Has your child ever had a change in personality or behavior overnight, and you can’t pinpoint the cause? This happened to one of my kids when his asthma inhaler was changed. It took years, multiple specialists, and lots of research by us to finally figure out the cause. 

singulair (montelukast)

Our oldest has suffered from eczema, asthma, and various other allergy symptoms since he was a baby. When he was around 18 months old, he was put on his first corticosteroid inhaler. A few months later, he was also put on Singulair (generic: Montelukast). At the time, we were told by the doctor that Singulair was one of the safest drugs on the market to treat asthma. We were even told that this would be the last medicine that they would try to wean him off of.

Extracted information:
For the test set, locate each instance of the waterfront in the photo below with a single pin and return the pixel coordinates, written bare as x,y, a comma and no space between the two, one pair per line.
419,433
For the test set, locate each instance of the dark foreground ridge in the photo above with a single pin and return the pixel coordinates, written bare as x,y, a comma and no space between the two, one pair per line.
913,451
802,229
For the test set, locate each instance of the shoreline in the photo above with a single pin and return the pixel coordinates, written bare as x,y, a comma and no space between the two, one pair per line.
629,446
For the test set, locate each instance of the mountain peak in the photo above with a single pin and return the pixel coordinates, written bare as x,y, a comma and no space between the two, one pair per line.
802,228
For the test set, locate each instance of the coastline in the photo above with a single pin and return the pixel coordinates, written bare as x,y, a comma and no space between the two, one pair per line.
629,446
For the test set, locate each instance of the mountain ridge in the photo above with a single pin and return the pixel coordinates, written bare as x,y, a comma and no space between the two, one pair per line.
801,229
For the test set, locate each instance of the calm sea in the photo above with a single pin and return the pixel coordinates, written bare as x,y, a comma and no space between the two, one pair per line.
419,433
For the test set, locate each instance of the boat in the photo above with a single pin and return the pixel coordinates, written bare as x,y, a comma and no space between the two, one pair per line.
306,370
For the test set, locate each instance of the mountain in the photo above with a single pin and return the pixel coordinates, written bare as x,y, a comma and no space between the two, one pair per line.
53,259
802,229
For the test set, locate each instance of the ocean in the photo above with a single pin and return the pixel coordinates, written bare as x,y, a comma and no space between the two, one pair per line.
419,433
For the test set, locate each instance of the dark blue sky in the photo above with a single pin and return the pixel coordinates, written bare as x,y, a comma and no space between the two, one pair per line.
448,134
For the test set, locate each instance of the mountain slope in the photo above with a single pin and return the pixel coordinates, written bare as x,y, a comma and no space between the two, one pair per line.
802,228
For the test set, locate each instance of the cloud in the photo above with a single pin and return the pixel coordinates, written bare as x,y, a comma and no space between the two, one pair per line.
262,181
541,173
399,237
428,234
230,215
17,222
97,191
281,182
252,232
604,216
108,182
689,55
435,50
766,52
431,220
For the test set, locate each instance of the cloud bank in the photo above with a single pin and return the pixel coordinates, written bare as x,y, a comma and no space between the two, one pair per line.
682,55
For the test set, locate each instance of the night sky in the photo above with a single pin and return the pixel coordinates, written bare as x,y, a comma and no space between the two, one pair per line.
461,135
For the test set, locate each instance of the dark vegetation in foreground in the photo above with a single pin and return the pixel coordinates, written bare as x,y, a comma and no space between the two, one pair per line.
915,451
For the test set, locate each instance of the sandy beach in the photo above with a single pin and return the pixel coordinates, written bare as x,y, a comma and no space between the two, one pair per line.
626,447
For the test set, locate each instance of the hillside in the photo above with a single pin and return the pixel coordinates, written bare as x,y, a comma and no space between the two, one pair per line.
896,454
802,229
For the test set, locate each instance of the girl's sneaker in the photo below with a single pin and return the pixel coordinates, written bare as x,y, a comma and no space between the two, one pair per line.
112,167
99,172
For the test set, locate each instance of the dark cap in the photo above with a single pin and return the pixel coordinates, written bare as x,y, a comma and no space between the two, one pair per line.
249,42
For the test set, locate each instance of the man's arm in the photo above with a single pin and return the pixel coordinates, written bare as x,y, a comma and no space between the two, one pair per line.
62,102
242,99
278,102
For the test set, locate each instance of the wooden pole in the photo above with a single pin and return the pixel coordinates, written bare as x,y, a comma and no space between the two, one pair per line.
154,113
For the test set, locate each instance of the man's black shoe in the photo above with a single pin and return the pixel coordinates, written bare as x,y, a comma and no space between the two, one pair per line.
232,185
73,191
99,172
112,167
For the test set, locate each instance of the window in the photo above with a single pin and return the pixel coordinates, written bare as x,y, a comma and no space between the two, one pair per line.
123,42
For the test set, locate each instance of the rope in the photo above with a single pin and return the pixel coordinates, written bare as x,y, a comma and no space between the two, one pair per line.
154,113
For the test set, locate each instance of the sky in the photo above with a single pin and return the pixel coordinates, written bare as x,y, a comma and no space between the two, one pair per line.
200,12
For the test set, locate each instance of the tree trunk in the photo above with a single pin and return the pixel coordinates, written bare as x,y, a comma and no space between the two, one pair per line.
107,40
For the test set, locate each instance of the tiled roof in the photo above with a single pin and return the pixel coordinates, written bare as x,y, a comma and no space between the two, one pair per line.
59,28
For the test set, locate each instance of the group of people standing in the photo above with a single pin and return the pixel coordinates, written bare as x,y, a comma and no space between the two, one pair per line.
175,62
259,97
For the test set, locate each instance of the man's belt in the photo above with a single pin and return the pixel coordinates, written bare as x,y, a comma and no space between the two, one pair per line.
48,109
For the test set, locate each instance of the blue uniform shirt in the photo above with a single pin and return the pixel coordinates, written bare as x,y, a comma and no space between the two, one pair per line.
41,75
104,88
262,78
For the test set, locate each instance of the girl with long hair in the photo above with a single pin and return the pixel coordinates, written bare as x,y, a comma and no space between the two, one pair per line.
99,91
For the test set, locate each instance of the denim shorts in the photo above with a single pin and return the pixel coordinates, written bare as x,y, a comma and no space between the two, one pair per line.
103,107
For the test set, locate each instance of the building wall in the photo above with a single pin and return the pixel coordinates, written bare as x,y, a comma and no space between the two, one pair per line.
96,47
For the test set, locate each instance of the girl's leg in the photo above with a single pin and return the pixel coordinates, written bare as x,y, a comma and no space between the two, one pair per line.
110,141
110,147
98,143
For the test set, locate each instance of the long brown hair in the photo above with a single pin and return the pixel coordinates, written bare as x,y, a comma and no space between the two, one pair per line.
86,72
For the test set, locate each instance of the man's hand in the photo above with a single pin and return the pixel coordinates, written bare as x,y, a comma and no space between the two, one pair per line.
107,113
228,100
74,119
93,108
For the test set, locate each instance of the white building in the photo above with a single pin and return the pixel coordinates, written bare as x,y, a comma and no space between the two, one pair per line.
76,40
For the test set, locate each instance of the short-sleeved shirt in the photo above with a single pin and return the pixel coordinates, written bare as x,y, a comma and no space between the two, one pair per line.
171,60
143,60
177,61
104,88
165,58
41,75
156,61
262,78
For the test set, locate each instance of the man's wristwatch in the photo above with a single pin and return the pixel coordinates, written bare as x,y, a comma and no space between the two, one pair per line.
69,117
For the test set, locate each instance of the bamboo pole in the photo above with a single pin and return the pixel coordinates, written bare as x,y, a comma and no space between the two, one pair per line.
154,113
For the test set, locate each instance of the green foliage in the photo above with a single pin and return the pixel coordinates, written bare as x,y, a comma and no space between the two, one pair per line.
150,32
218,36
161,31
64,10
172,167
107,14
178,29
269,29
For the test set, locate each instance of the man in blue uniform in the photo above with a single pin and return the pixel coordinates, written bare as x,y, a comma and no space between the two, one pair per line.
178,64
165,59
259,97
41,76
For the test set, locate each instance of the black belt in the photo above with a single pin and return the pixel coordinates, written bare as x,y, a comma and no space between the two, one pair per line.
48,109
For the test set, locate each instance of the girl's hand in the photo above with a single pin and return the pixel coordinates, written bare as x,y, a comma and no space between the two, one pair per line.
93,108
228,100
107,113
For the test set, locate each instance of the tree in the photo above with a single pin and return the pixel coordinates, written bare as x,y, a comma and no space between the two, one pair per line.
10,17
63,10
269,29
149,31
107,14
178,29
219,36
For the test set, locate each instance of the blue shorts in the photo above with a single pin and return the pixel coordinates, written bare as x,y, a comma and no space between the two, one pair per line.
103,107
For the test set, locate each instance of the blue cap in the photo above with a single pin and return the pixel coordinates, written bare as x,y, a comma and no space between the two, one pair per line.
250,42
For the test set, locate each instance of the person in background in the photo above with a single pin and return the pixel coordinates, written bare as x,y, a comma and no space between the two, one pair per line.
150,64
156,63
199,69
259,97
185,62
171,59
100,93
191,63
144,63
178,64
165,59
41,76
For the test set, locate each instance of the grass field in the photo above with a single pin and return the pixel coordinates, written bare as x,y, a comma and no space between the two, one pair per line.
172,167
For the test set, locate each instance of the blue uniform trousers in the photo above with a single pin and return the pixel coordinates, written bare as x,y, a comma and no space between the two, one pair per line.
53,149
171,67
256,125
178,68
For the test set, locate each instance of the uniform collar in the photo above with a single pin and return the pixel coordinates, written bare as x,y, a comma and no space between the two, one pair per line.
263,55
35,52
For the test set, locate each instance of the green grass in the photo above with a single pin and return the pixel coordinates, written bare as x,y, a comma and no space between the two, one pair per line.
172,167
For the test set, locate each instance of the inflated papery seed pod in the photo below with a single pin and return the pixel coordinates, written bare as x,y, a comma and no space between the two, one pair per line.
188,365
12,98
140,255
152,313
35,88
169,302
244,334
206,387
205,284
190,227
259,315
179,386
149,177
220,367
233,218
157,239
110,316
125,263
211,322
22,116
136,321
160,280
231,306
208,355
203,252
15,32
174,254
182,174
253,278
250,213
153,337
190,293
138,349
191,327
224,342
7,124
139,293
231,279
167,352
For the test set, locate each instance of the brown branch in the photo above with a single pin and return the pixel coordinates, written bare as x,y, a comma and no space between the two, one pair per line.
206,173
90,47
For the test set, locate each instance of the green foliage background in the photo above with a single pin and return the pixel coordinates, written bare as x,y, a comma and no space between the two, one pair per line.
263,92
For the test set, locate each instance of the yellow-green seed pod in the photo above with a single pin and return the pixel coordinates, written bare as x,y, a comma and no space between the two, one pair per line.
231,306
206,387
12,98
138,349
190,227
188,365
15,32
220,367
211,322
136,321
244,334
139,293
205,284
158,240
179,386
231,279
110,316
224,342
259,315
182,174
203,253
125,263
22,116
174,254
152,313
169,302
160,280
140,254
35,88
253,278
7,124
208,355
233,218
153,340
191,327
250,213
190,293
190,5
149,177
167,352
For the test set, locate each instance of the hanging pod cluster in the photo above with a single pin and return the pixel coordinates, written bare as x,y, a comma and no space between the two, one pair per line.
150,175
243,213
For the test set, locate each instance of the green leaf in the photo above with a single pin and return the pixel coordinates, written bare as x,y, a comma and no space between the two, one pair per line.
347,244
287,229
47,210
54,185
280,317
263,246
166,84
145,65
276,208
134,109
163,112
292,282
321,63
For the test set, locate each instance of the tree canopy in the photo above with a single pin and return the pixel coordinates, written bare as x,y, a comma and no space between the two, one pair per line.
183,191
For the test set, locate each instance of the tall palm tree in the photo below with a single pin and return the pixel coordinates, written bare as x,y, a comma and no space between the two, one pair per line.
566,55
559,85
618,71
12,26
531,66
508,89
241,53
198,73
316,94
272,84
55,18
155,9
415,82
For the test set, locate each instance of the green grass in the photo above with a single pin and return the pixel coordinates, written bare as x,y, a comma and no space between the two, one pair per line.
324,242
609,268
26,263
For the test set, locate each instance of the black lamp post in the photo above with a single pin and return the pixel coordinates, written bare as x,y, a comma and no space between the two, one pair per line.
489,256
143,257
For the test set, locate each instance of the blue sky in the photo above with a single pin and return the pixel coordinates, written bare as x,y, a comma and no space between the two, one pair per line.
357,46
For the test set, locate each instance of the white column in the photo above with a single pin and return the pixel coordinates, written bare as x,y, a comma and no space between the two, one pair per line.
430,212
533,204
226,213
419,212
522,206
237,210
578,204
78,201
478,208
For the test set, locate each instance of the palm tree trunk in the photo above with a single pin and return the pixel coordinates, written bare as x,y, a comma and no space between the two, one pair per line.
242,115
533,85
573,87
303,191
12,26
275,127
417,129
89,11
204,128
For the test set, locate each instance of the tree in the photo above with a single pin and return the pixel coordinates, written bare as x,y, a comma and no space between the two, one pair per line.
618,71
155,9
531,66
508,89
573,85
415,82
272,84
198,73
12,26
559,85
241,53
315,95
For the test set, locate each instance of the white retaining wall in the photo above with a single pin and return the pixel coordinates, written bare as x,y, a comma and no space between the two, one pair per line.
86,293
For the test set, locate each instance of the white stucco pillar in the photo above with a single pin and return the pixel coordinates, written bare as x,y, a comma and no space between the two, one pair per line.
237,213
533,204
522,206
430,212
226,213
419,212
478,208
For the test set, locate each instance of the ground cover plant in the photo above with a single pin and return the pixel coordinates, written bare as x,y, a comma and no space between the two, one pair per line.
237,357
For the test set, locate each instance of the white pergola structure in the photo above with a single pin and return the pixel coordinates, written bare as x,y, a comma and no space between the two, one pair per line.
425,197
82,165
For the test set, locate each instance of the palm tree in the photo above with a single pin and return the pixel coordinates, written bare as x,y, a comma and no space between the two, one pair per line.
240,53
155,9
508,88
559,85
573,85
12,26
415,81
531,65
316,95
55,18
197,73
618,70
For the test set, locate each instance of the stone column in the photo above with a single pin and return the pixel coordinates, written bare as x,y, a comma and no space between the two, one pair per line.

What the task requires: Return the entire passage about the child's asthma treatment and Singulair, reproducing every word, line, and mark of punctuation without alteration.

Task answer:
Has your child ever had a change in personality or behavior overnight, and you can’t pinpoint the cause? This happened to one of my kids when his asthma inhaler was changed. It took years, multiple specialists, and lots of research by us to finally figure out the cause. 

singulair (montelukast)

Our oldest has suffered from eczema, asthma, and various other allergy symptoms since he was a baby. When he was around 18 months old, he was put on his first corticosteroid inhaler. A few months later, he was also put on Singulair (generic: Montelukast). At the time, we were told by the doctor that Singulair was one of the safest drugs on the market to treat asthma. We were even told that this would be the last medicine that they would try to wean him off of.